-- Supplied material start --

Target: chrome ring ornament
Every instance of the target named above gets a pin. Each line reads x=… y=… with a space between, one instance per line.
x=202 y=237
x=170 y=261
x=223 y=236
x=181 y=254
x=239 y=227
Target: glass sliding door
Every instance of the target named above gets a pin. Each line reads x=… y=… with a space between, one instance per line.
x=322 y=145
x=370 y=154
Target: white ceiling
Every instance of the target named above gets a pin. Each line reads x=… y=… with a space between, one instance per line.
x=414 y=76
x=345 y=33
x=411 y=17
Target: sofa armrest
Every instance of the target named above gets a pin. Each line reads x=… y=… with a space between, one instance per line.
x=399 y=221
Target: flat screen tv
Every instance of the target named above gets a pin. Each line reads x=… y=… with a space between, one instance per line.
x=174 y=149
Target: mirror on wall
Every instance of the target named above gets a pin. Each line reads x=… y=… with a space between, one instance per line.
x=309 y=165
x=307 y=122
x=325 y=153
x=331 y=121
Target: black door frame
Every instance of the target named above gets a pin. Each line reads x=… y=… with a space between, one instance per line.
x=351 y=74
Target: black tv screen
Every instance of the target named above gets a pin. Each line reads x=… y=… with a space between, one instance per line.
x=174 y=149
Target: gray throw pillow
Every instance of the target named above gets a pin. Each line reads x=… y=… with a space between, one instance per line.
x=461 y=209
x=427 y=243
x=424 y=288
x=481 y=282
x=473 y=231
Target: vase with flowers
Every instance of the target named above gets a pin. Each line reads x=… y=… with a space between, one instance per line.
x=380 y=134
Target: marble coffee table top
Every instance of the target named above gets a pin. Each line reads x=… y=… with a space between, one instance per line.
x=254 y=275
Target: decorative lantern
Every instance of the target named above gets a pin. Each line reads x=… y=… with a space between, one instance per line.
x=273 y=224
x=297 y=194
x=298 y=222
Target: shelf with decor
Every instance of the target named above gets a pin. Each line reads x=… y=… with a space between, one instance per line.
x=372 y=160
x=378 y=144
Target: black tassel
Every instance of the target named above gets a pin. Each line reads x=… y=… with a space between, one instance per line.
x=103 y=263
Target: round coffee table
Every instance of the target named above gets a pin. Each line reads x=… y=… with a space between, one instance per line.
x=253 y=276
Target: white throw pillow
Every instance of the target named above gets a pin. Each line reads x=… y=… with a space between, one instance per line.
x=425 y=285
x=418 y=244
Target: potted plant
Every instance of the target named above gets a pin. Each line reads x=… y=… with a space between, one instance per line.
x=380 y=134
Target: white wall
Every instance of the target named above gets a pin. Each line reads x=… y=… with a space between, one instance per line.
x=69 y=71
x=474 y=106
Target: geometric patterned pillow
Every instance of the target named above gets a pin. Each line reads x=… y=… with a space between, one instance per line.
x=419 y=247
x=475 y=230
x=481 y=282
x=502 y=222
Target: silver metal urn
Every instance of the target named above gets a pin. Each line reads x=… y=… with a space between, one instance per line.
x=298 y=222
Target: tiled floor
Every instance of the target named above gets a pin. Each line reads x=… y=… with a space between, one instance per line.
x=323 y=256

-- Supplied material end --

Can you edit the material starting at the line containing "Target: mirror on wall" and ending at the line containing "x=331 y=121", changing "mirror on wall" to "wall mirror" and leaving everything else the same, and give back only those lines?

[The solution]
Target: wall mirror
Every instance of the target named above gets a pin. Each line reads x=… y=… with a space between, one instance per line.
x=309 y=165
x=307 y=122
x=325 y=153
x=331 y=121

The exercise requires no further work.